### THE REQUEST
Show every line of the records below that contains the word "rock", copying each one in full.

### DATA RECORDS
########################################
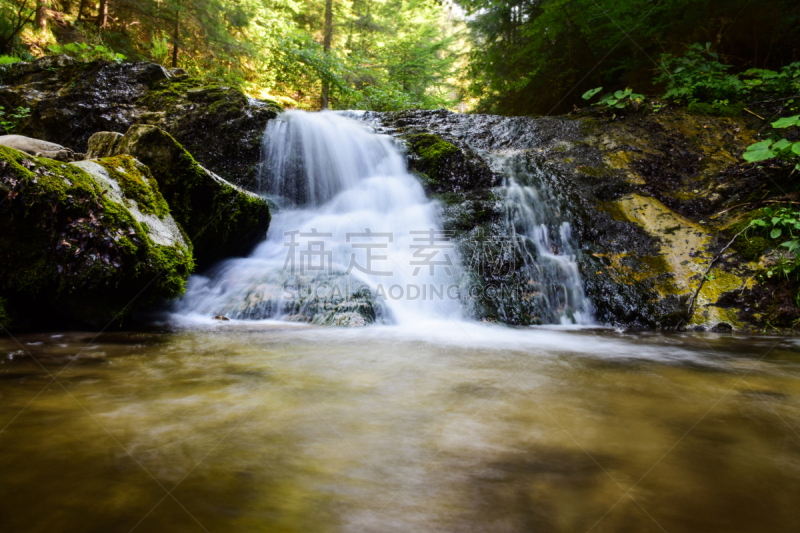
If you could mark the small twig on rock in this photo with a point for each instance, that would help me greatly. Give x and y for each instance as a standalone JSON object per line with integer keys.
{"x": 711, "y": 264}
########################################
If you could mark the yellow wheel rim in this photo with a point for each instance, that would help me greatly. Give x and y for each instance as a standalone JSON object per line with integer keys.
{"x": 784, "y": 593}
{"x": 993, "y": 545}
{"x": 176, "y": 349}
########################################
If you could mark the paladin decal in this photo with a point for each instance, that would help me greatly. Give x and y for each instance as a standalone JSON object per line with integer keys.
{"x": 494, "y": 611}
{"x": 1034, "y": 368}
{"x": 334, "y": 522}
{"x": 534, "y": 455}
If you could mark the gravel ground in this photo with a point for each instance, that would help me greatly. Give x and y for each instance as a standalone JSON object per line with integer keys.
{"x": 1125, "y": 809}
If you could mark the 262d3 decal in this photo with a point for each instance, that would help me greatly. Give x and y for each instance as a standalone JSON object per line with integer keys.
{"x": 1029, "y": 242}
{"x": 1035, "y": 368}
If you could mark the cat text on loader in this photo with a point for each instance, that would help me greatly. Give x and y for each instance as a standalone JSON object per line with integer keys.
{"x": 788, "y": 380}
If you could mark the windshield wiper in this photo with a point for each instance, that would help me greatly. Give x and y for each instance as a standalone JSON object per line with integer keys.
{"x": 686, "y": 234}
########################################
### REPLY
If you could mark the small twig on rock in this photo with a point for each instance, that would help me greatly. Give x and y for each instance as a standalone JSON object per line with integer keys.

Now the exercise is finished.